Instructions =>
**A.** Duplicate the pipeline excerpt from "Step 3. Run" up to and including "task.yaml are correct.".
**B.** Pick up the pipeline excerpt after its final line and carry it forward.

Excerpt =>
····················

Save the file to ./datalist.json.

Step 2. Prepare "task.yaml" with the necessary information as follows.

modality: CT  # or MRI
datalist: "./datalist.json"
dataroot: "/workspace/data/task"

Step 3. Run the following bash command to start the pipeline without any further intervention.

python -m monai.apps.auto3dseg AutoRunner run --input='./task.yaml'

Input

A typical example of an input folder structure with all necessary components is as follows. Components can be located anywhere in the machine as long as the paths in task.yaml are correct.

./Task/
├─ Data/
├─ task.json
└─ task.yaml

Output

When the pipeline finishes, all output files will be saved in the directory "./workdir" by default. And the output folder structure is shown as follows.

./Task/
├── Data/
├── task.json
├── task.yaml
└── workdir/
    ├── datastats.yaml
    ├── algorithm_templates
    │   ├── dints
    │   ├── segresnet
    │   ├── segresnet2d
    │   ├── swinunetr
    ├── dints_0
    │   ├── configs
    │   ├── model_fold0
    │   └── scripts
	...
    ├── segresnet_0
    │   ├── configs
    │   ├── model_fold0
    │   └── scripts
	...
    ├── segresnet2d_0
    │   ├── configs
    │   ├── model_fold0
    │   └── scripts
	...
    ├── swinunetr_0
    │   ├── configs
    │   ├── model_fold0
    │   └── scripts
    ...
    └── ensemble_output

Several important components are generated along the way.

  1. "datastats.yaml" is a summary of the dataset from the data analyzer. The summary report includes information such as data size, spacing, intensity distribution, etc., for a better understanding of the dataset. An example "datastats.yaml" is shown as follows.
...
stats_summary:
  image_foreground_stats:
    intensity: {max: 1326.0, mean: 353.68545989990236, median: 339.03333333333336,
      min: 0.0, percentile_00_5: 94.70366643269857, percentile_10_0: 210.9, percentile_90_0: 518.3333333333334,
      percentile_99_5: 734.7439453125, stdev: 122.72876790364583}
  image_stats:
    channels:
      max: 2
      mean: 2.0
      median: 2.0
      min: 2
      percentile: [2, 2, 2, 2]
      percentile_00_5: 2
      percentile_10_0: 2
      percentile_90_0: 2
      percentile_99_5: 2
      stdev: 0.0
    intensity: {max: 2965.0, mean: 307.1866872151693, median: 239.9, min: 0.0, percentile_00_5: 1.5333333333333334,
      percentile_10_0: 54.53333333333333, percentile_90_0: 649.3333333333334, percentile_99_5: 1044.0333333333333,
      stdev: 238.39599100748697}
    shape:
      max: [384, 384, 24]
      mean: [317.8666666666667, 317.8666666666667, 18.8]
...

····················

Source records =>
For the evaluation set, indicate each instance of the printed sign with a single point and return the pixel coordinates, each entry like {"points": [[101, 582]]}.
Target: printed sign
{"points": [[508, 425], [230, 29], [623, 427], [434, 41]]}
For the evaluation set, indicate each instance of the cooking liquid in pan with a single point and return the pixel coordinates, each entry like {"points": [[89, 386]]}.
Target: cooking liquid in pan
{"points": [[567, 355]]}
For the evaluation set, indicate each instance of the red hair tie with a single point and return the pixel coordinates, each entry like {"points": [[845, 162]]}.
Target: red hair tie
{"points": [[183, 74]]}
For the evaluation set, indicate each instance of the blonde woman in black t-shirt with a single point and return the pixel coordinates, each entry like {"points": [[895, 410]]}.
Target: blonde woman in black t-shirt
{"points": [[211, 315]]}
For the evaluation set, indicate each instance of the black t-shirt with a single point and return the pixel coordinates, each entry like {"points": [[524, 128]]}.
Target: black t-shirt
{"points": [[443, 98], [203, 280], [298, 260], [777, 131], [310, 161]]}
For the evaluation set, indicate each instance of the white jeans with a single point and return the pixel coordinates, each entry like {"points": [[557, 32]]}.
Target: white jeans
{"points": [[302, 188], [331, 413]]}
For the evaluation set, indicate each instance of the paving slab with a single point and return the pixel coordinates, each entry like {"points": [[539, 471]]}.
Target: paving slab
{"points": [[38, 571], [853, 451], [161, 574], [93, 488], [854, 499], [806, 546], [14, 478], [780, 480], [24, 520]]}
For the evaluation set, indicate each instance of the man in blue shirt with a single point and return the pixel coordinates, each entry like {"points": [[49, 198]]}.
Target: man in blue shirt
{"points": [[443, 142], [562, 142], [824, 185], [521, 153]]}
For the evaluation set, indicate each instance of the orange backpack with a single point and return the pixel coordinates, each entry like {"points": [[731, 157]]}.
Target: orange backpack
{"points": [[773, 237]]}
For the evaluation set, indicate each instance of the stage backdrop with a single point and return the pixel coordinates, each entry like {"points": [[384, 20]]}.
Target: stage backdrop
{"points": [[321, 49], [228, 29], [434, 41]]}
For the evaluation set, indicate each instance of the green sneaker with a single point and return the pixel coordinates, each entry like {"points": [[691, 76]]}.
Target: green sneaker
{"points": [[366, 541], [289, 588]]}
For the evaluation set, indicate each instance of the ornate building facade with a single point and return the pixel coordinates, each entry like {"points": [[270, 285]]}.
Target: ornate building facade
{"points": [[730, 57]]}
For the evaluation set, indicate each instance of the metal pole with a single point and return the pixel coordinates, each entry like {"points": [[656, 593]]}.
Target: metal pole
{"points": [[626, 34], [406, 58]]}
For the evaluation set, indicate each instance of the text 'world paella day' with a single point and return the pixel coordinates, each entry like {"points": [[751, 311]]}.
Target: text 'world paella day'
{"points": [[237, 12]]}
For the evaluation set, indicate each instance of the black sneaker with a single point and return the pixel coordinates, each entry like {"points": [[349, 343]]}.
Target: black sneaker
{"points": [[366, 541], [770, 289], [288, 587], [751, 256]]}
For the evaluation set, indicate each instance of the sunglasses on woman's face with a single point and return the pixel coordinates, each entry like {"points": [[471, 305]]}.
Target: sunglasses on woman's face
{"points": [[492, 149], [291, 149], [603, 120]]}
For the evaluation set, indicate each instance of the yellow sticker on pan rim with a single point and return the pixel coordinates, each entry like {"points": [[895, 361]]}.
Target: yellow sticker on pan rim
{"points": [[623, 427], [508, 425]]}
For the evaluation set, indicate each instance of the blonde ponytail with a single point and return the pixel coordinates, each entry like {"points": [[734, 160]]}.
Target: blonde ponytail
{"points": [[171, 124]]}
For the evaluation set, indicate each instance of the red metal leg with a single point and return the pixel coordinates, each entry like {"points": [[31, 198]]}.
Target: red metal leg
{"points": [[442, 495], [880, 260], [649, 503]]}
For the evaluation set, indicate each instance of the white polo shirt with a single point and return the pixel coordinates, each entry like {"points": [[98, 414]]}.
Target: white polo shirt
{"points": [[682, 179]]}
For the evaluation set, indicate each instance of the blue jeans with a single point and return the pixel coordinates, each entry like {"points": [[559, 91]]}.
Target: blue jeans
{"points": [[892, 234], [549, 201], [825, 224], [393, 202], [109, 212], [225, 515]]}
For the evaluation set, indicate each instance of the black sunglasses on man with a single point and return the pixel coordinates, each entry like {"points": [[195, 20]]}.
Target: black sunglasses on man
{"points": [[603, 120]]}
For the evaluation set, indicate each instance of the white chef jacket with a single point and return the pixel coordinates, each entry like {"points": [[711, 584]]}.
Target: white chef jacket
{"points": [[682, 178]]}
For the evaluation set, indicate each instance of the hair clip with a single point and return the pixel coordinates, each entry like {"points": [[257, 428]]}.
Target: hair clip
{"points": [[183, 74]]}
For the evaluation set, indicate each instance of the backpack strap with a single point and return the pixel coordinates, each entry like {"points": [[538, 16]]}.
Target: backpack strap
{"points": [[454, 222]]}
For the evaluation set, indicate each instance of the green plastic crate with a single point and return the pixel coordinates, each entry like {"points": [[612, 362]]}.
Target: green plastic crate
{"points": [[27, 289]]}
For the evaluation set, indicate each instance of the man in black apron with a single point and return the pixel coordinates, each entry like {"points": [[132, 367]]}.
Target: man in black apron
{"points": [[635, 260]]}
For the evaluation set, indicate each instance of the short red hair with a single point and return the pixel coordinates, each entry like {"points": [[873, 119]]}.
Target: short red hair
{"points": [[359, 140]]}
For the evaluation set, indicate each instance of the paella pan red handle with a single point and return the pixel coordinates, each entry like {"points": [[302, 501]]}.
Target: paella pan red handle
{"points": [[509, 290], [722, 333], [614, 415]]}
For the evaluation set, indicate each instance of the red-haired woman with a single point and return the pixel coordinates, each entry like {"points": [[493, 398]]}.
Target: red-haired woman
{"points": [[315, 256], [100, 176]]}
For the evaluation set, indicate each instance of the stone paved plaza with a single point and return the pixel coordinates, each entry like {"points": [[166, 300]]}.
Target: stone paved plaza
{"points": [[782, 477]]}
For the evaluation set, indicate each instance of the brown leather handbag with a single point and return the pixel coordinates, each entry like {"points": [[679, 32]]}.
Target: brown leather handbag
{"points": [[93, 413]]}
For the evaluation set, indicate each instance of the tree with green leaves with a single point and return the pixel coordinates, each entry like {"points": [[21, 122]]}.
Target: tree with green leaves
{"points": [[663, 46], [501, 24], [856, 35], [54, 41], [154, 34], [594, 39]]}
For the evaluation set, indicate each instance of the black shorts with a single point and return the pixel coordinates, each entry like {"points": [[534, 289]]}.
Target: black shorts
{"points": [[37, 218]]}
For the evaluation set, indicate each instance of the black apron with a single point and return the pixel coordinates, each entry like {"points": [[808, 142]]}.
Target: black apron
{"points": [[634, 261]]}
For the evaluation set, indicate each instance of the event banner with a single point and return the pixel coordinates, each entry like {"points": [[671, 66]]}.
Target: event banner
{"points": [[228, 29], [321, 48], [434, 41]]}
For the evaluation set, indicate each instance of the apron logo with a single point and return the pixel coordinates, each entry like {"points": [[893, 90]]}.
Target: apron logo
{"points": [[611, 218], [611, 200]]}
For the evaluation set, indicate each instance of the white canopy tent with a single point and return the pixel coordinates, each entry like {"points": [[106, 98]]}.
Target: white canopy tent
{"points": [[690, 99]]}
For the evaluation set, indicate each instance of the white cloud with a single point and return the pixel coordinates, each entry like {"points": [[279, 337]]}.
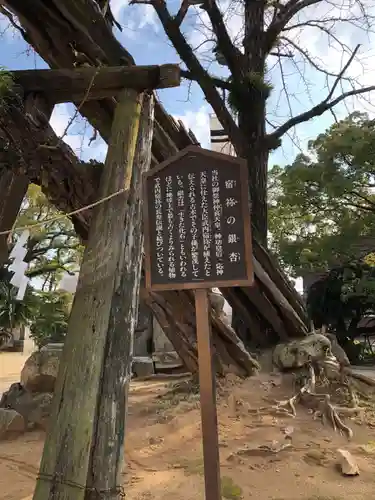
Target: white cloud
{"points": [[199, 123], [135, 17]]}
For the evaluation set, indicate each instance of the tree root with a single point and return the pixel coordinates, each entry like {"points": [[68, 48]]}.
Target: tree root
{"points": [[320, 404]]}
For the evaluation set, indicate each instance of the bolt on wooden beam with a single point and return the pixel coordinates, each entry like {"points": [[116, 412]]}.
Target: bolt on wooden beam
{"points": [[95, 83]]}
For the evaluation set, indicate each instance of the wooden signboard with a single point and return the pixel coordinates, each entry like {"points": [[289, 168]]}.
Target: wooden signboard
{"points": [[198, 236]]}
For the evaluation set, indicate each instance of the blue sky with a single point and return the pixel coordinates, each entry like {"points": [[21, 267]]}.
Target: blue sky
{"points": [[144, 37]]}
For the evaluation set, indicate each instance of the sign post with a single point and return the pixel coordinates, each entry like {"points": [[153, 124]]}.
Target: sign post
{"points": [[198, 236]]}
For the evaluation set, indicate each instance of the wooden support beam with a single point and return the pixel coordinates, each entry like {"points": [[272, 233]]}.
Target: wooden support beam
{"points": [[107, 459], [95, 83], [65, 465], [13, 184]]}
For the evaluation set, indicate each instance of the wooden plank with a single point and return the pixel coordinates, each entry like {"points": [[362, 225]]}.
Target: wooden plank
{"points": [[107, 452], [66, 457], [94, 83], [207, 387], [13, 185]]}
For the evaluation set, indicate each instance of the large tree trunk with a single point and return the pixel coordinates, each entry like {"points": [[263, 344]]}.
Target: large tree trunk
{"points": [[252, 116]]}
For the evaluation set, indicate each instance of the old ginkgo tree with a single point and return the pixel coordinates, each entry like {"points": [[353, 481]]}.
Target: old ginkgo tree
{"points": [[266, 68]]}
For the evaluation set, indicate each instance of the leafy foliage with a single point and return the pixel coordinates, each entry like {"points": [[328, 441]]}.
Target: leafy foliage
{"points": [[340, 299], [53, 247], [6, 84], [322, 206]]}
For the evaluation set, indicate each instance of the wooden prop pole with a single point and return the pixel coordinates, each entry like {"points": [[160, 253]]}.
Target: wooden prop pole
{"points": [[107, 452], [208, 397], [65, 463]]}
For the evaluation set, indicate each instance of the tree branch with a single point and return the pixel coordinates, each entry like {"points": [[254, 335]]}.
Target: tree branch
{"points": [[324, 105], [187, 55], [232, 55]]}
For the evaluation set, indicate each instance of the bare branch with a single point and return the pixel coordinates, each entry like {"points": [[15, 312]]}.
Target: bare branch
{"points": [[308, 57], [233, 56], [324, 105], [218, 82]]}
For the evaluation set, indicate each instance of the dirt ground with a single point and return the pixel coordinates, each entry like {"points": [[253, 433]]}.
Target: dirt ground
{"points": [[164, 458]]}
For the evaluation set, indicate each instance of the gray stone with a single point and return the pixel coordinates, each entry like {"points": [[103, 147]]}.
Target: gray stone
{"points": [[166, 360], [161, 341], [12, 424], [347, 463], [53, 346], [143, 366], [40, 371]]}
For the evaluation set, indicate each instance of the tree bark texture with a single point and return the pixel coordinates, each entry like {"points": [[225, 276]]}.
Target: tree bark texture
{"points": [[93, 84], [70, 24], [80, 397]]}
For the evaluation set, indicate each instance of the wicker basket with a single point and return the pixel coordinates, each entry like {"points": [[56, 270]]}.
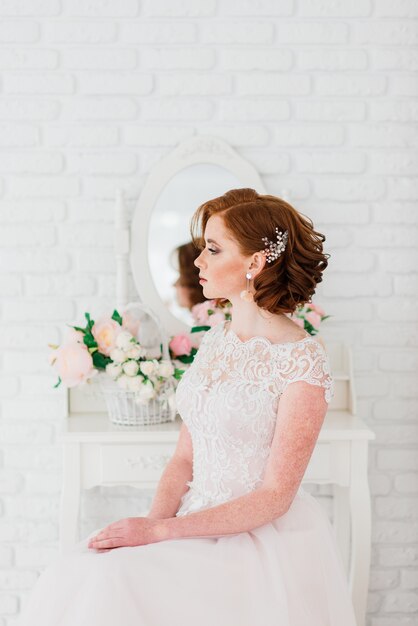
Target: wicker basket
{"points": [[122, 407]]}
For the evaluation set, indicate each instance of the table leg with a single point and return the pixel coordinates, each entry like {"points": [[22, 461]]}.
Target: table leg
{"points": [[341, 524], [360, 529], [70, 497]]}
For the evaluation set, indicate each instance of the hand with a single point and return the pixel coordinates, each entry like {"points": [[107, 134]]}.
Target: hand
{"points": [[132, 531]]}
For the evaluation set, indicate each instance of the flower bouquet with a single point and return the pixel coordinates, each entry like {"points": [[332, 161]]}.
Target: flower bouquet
{"points": [[138, 388], [309, 317], [183, 347]]}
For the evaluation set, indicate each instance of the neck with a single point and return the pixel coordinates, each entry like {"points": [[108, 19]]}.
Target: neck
{"points": [[248, 319]]}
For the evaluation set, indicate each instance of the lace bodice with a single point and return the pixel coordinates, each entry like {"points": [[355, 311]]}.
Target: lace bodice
{"points": [[228, 399]]}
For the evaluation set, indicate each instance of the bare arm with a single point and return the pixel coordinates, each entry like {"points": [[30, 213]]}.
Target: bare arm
{"points": [[302, 409], [172, 484]]}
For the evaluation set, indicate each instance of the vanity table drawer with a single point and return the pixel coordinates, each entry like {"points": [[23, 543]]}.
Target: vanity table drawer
{"points": [[330, 462], [141, 463]]}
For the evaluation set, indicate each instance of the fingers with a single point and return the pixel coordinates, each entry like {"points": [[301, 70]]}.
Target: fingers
{"points": [[113, 542]]}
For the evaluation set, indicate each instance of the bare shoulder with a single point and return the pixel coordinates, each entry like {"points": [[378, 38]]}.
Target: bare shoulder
{"points": [[292, 333]]}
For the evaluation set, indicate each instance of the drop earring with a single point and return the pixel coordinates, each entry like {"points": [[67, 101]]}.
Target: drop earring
{"points": [[246, 294]]}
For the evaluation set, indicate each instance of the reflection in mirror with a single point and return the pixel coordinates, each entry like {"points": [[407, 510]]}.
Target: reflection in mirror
{"points": [[170, 228]]}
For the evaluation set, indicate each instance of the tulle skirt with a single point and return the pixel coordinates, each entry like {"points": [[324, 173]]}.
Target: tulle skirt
{"points": [[285, 573]]}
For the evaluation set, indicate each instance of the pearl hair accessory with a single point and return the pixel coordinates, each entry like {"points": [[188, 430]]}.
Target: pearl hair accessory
{"points": [[273, 250]]}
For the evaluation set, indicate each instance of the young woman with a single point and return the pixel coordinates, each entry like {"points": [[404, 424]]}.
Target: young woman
{"points": [[232, 538]]}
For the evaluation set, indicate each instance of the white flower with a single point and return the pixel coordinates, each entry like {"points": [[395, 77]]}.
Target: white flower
{"points": [[147, 367], [114, 370], [145, 393], [130, 368], [123, 381], [136, 352], [172, 401], [165, 368], [135, 383], [117, 355], [123, 340]]}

····················

Results by task =>
**A.**
Step 3. Run the following bash command to start the pipeline without any further intervention.

python -m monai.apps.auto3dseg AutoRunner run --input='./task.yaml'

Input

A typical example of an input folder structure with all necessary components is as follows. Components can be located anywhere in the machine as long as the paths in task.yaml are correct.

**B.**
2."algorithm_templates" are the algorithm templates used to generate actual algorithm bundle folders with information from data statistics.

3."dints_x", "segresnet_x", "segresnet2d_x", and "swinunetr_x" are automatically generated 5-fold MONAI bundle based on established networks and well-tuned training recipes. They are self-contained folders, which can be used for model training, inference, and validation via executing commands in the README document of each bundle folder. More information can be referred to via this link](https://docs.monai.io/en/latest/mb_specification.html). And "model_foldx" is where checkpoints after training are saved together with training history and tensorboard event files.

Note: if users would like to run model training parallel with more computing resources, they can stop the pipeline after bundle folders are generated and executed model training via commands in the README document of each bundle folder.

4."predictions_testing" are the predictions for the test data (with the "testing" key in the data list) from the model ensemble. By default, We select the best model/algorithm from each fold for the ensemble.